Position identification items
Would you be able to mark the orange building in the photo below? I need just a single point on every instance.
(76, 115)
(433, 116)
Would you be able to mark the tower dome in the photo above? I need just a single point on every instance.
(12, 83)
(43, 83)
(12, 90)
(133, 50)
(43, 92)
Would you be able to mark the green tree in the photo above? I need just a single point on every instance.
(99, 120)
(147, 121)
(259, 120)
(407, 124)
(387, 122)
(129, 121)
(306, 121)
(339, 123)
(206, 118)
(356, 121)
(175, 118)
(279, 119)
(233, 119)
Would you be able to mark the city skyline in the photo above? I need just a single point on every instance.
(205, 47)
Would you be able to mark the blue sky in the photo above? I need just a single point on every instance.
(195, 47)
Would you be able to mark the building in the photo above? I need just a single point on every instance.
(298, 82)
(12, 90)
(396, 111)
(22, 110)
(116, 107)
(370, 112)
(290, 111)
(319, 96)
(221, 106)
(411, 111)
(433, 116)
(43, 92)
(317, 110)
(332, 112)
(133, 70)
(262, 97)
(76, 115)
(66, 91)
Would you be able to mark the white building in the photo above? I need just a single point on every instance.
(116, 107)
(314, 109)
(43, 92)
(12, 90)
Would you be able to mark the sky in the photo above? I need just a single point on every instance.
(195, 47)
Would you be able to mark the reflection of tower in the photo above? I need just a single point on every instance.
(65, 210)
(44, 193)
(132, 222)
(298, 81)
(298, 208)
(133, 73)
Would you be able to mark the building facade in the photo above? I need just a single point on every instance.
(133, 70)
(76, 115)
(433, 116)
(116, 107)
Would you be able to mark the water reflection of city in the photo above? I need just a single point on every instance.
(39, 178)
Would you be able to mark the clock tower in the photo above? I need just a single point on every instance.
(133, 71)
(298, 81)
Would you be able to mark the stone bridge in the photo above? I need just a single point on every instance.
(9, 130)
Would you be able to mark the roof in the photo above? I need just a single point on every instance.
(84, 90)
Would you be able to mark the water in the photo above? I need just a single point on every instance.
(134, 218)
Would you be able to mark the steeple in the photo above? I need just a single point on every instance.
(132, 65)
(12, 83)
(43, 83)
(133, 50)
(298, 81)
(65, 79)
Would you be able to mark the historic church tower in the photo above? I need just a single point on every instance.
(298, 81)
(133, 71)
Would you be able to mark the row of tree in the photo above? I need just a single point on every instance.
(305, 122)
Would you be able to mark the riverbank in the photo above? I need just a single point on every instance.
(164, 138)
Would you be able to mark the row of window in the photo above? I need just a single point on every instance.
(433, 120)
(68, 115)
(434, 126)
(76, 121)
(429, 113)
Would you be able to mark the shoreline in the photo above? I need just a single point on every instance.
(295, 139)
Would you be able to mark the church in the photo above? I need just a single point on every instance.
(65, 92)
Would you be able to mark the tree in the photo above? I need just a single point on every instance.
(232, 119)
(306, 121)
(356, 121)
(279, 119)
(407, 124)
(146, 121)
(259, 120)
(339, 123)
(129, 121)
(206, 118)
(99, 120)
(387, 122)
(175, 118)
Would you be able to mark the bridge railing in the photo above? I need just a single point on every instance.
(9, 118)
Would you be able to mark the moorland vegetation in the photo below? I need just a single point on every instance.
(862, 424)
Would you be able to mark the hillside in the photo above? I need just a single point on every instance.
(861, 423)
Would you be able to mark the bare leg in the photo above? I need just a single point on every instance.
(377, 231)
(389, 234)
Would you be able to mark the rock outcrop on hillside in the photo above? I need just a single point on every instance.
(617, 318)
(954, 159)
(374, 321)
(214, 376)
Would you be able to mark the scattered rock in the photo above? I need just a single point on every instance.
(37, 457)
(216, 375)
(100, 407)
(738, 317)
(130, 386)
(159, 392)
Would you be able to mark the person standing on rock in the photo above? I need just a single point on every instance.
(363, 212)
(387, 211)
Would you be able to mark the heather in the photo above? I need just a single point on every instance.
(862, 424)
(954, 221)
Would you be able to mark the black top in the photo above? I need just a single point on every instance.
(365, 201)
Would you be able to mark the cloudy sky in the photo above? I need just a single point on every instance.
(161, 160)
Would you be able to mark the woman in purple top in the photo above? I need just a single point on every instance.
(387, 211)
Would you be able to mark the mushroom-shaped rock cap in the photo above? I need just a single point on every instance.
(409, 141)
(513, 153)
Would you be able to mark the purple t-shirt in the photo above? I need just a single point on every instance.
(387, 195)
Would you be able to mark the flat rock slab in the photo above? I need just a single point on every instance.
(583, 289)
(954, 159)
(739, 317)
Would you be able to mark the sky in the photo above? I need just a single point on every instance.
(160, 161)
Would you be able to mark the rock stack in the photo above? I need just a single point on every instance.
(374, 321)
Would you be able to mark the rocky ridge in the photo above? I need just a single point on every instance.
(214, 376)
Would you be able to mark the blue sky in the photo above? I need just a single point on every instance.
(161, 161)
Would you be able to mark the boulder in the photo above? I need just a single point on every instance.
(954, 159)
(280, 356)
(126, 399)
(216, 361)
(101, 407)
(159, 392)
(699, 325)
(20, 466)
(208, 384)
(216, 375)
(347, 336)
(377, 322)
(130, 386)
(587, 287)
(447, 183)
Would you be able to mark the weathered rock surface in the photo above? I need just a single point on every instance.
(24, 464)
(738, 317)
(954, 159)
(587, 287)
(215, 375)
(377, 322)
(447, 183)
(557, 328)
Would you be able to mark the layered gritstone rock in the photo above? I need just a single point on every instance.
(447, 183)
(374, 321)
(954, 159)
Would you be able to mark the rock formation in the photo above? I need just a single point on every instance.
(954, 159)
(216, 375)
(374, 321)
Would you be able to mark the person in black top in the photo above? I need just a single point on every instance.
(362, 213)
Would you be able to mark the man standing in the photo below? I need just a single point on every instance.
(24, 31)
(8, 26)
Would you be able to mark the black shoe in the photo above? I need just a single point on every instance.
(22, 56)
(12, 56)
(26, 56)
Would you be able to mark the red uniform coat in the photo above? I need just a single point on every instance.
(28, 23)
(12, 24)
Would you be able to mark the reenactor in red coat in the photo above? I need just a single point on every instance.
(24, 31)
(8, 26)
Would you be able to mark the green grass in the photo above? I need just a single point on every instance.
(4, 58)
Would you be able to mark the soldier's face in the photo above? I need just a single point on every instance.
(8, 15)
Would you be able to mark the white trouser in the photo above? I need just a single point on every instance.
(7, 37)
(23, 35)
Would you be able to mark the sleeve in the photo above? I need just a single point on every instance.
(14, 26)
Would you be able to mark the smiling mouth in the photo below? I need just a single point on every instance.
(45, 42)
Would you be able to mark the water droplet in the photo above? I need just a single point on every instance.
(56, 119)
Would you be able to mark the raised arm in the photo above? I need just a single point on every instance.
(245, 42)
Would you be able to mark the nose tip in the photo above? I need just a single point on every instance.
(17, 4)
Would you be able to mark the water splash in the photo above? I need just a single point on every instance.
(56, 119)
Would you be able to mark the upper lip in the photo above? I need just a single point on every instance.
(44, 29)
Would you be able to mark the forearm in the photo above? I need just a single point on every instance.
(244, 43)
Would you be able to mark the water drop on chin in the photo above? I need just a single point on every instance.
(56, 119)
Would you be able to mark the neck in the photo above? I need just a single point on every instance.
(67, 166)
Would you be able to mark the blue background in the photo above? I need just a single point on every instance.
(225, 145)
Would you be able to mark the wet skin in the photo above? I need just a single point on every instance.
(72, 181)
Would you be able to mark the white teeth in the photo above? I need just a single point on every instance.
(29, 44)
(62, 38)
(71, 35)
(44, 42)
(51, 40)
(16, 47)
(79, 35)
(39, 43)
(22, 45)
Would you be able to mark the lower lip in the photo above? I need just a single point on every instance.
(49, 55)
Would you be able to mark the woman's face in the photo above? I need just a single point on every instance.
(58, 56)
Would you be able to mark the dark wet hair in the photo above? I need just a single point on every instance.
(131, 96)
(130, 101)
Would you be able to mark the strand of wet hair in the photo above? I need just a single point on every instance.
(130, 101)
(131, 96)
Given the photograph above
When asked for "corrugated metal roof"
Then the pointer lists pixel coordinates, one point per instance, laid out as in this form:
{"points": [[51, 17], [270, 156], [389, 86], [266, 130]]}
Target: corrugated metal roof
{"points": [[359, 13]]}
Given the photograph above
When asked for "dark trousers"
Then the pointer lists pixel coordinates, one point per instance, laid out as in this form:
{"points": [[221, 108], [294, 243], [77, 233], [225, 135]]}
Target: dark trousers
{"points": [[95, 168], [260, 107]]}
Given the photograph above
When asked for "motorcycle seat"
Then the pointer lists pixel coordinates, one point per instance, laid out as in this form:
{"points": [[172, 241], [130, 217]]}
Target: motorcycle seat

▶ **EXERCISE AIM**: Return every line of the items above that contains the word "bridge", copying each one in full.

▶ **WRITTEN REPLY**:
Would you be able to mark the stone bridge in the photo above? I need just a single point on every instance.
Would you be able to mark the bridge railing in the photo above? I need just a single point on every instance.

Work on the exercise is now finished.